TEXTE FOURNI:
※

Les grandes personnes ne comprennent jamais rien toutes seules, et c’est fatigant, pour les enfants, de toujours et toujours leur donner des explications.
Antoine de Saint-Exupéry,
Le Petit Prince, 1943
Okapi ! Un nom qui claque et un souvenir d’enfance. Car, avant un joli derrière rayé, la première chose qu’évoque en moi l’okapi, c’est le magazine que je lisais adolescente et qui, dans mon lointain souvenir, était consacré aux animaux. La mémoire est sélective, car la ligne éditoriale d’Okapi est beaucoup plus généraliste. Quoi qu’il en soit, Okapi a fêté son 50e anniversaire en 2021, une longévité qui, si elle n’atteint pas celle de la laimargue du Groenland, reste exceptionnelle pour un titre à fort contenu et destiné à un lectorat qui change plus rapidement encore que les versions de Windows : les jeunes de 10 à 15 ans.
Pourquoi avoir choisi cet animal pour baptiser un journal ? Probablement en raison de sa proximité phonétique avec le titre phare de Bayard destiné à la génération précédente : Pomme d’Api, mais aussi parce que c’est un animal… et que les enfants aiment les animaux. L’okapi a aussi de nombreux atouts face à ses concurrents historiques, le panda et le dauphin : alliant élégance et étrangeté, il pourrait être le fils naturel de la girafe et du zèbre, avec une pointe de fourmilier (de profil). Ça tombe bien, Okapi est le “journal des adolescents curieux”. Si l’animal est étrange, il n’est pourtant pas menaçant, avec ses grands yeux et ses belles oreilles. Irais-je jusqu’à dire qu’on peut le trouver moche ? Impossible, mais on ne peut manquer de le trouver bizarre… Cela a sans doute retardé d’autant sa découverte et sa description par les Occidentaux : on le sait depuis Saint-Exupéry, les grandes personnes ont du mal avec ce qui ne rentre pas dans leurs cases.



Au panthéon des animaux moches, de haut en bas : le rat-taupe nu (Heterocephalus glaber), la baudroie (Lophius piscatorius) et le nasique (Nasalis larvatus). Ces informations ne vous seront utiles que plus bas (clichés J. Brighenti, O. Dugomay/IFREMER et Ulik79/CC).
Les enfants aussi, parfois, il faut se rendre à l’évidence. Une évidence sans doute à l’origine de l’écrasant succès d’un livre jeunesse paru l’année dernière, Poisson-fesse. Cette “ode à la différence”, selon la critique, s’est déjà écoulée à 50 000 exemplaires. Le héros de cette histoire se sent moche et, parce qu’il en a assez d’être seulement un bouffon pour ses camarades, va chercher dans les abysses d’autres espèces aussi bizarres que lui.

※

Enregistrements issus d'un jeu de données

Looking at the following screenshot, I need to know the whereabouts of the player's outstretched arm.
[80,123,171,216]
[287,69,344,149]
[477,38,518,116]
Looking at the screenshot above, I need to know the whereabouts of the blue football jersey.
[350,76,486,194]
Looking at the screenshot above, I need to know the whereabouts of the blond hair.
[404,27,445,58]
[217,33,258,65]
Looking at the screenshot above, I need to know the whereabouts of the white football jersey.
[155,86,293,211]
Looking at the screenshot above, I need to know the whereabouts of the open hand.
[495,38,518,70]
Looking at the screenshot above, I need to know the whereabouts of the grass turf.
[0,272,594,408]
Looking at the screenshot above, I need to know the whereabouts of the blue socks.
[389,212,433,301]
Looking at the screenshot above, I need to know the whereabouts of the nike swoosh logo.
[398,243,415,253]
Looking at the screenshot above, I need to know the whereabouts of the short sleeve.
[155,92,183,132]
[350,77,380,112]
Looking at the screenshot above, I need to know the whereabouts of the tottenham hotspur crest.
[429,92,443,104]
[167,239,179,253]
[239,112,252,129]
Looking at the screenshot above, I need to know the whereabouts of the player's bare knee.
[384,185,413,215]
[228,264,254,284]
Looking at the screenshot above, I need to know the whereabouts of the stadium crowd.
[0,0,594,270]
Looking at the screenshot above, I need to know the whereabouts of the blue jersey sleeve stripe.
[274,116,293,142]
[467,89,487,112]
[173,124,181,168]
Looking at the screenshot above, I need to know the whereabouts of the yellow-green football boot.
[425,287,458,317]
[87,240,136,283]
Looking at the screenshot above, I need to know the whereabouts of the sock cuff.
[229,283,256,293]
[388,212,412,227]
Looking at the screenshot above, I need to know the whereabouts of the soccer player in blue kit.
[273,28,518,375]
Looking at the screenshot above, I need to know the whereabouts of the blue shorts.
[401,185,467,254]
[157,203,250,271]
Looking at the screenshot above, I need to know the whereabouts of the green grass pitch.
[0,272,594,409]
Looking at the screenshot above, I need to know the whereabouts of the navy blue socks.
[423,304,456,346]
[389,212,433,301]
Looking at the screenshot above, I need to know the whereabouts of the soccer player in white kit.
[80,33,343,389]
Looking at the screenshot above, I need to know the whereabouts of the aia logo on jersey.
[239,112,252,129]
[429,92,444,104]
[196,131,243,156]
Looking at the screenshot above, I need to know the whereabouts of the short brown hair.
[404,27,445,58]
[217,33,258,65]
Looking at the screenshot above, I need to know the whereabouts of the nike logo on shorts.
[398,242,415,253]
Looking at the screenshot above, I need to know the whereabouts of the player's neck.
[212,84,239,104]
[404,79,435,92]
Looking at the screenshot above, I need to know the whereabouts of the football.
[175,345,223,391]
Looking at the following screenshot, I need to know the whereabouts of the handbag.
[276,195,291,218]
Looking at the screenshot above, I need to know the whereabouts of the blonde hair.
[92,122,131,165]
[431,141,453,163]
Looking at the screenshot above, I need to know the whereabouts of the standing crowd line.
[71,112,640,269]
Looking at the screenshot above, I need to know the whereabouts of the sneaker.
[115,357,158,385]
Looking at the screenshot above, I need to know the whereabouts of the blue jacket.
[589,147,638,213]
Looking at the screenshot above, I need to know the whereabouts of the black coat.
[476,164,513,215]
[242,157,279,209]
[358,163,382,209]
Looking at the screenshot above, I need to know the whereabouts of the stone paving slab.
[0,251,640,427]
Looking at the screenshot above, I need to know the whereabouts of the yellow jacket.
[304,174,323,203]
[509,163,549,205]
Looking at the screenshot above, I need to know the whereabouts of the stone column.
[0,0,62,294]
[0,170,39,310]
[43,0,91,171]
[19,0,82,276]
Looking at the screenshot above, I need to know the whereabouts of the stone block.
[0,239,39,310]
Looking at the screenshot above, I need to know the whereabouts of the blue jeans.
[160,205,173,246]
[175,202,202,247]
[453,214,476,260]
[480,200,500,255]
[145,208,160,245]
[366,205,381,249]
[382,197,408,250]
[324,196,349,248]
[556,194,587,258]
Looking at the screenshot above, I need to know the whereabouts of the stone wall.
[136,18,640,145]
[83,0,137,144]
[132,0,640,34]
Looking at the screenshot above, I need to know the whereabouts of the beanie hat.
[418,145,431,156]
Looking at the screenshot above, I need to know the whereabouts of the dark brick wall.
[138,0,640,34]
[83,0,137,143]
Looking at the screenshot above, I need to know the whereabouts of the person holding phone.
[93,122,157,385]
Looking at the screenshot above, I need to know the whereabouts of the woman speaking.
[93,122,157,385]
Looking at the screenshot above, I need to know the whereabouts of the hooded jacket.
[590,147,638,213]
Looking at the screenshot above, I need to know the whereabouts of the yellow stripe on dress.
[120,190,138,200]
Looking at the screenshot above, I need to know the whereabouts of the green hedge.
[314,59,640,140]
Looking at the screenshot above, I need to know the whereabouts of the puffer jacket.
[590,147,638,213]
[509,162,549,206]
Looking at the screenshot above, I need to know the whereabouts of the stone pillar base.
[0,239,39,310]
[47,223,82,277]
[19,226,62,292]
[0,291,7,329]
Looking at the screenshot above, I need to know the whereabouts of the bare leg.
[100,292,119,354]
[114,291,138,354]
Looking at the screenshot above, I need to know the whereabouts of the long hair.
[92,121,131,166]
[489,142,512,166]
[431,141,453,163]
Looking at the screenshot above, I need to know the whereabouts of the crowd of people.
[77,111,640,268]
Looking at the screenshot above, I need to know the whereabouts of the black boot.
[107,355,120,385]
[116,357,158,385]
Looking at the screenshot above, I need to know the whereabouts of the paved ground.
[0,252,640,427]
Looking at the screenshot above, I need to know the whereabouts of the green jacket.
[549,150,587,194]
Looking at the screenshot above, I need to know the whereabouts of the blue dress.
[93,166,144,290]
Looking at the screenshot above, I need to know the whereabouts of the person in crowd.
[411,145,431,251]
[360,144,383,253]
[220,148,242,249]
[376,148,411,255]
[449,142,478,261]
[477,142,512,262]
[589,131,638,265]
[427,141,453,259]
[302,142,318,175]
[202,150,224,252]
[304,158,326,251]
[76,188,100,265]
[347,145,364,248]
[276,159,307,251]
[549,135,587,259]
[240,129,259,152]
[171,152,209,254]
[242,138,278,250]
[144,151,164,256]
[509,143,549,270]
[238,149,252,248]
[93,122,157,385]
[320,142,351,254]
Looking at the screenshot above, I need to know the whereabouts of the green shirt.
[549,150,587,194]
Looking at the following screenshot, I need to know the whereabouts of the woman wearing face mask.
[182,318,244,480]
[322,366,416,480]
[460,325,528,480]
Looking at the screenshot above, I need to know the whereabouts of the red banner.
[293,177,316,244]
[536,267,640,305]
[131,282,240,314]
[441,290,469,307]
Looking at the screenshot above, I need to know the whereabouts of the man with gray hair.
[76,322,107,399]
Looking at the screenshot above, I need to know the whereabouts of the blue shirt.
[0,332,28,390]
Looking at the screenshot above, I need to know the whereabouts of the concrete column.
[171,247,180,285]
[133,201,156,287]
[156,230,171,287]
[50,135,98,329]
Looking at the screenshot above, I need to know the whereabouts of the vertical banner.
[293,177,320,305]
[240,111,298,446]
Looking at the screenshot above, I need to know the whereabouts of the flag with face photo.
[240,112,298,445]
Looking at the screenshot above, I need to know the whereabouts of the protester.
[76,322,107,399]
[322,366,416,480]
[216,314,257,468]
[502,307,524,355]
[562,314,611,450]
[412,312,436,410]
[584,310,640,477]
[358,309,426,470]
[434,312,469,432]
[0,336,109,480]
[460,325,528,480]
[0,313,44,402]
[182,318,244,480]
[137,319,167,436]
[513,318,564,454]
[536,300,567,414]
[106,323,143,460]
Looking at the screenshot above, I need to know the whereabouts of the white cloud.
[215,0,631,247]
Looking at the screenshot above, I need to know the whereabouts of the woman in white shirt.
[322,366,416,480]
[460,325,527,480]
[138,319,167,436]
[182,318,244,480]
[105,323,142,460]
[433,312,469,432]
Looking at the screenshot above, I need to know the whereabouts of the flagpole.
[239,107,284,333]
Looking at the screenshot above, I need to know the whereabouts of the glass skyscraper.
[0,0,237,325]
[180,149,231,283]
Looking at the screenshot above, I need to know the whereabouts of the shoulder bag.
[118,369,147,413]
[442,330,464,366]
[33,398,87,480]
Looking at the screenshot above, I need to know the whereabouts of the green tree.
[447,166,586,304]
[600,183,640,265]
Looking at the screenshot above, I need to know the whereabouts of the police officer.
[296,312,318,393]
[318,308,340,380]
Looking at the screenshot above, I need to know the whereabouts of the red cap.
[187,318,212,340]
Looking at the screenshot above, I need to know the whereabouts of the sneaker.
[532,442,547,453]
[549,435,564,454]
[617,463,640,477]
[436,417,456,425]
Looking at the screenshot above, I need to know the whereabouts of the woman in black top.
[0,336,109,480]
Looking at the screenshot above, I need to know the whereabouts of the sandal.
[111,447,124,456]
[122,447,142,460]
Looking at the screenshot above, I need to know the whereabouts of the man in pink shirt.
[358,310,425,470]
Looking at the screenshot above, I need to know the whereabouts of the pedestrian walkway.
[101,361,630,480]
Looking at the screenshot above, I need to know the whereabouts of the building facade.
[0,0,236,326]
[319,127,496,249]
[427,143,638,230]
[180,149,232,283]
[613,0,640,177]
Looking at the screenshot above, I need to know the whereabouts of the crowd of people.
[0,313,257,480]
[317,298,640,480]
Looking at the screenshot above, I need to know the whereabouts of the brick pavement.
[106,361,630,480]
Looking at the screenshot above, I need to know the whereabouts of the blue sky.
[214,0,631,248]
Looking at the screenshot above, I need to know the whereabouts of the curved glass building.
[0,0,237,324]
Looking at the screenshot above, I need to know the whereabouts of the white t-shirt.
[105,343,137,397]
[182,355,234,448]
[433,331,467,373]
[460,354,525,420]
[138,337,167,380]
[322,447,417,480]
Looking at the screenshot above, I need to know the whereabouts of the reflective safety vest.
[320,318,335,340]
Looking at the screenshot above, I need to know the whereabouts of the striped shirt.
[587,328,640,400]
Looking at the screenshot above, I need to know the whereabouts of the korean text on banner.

※

ACTIVITÉ 1: D'après le texte sur l'okapi, pourquoi les 50 ans du magazine Okapi constituent-ils une longévité exceptionnelle ? Répondez en une à trois phrases.
ACTIVITÉ 2: Prolongez le texte sur l'okapi à partir de sa dernière phrase, dans le même ton.

ZONE DE RÉPONSE 1: Okapi est un titre à fort contenu destiné aux jeunes de 10 à 15 ans. Ce lectorat change plus rapidement encore que les versions de Windows, ce qui rend une telle durée de vie exceptionnelle.

ZONE DE RÉPONSE 2:
Les lecteurs les plus vifs d’Espèces auront rapidement reconnu dans ce héros un cousin de Psychrolutes marcidus, le blobfish, qui fut livré à l’hilarité populaire dès lors qu’un internaute facétieux publia la photo de son cadavre. Baptisé le “poisson le plus moche du monde” – mais qui ne le serait pas après avoir été remonté de plus de 1 000 mètres de profondeur en quelques minutes ? –, il a été récemment réhabilité grâce à une initiative toute britannique : The Ugly Animal Preservation Society. Fondée par le biologiste, écrivain et présentateur de télévision Simon Watt, cette “société” s’est donné pour objectif de sensibiliser le public aux animaux au “physique de radio” avec le soutien d’humoristes plaidant chacun la cause de l’un d’entre eux au cours de soirées festives. Depuis, cette initiative a donné naissance à d’autres, notamment pédagogiques. On doit donc beaucoup au blobfish qui, aux côtés du rat-taupe nu et du nasique, a bien d’autres choses à nous apprendre que le seul sens de l’esthétique, car de toutes les vertus que la société des autres animaux nous enseigne, la tolérance n’est-elle pas la plus essentielle ?

Nous ne pouvons pas tous être des pandas ! est le cri de ralliement des membres de la société des animaux moches. Manifeste (et galerie de portraits) publié en 2014 par Simon Watt.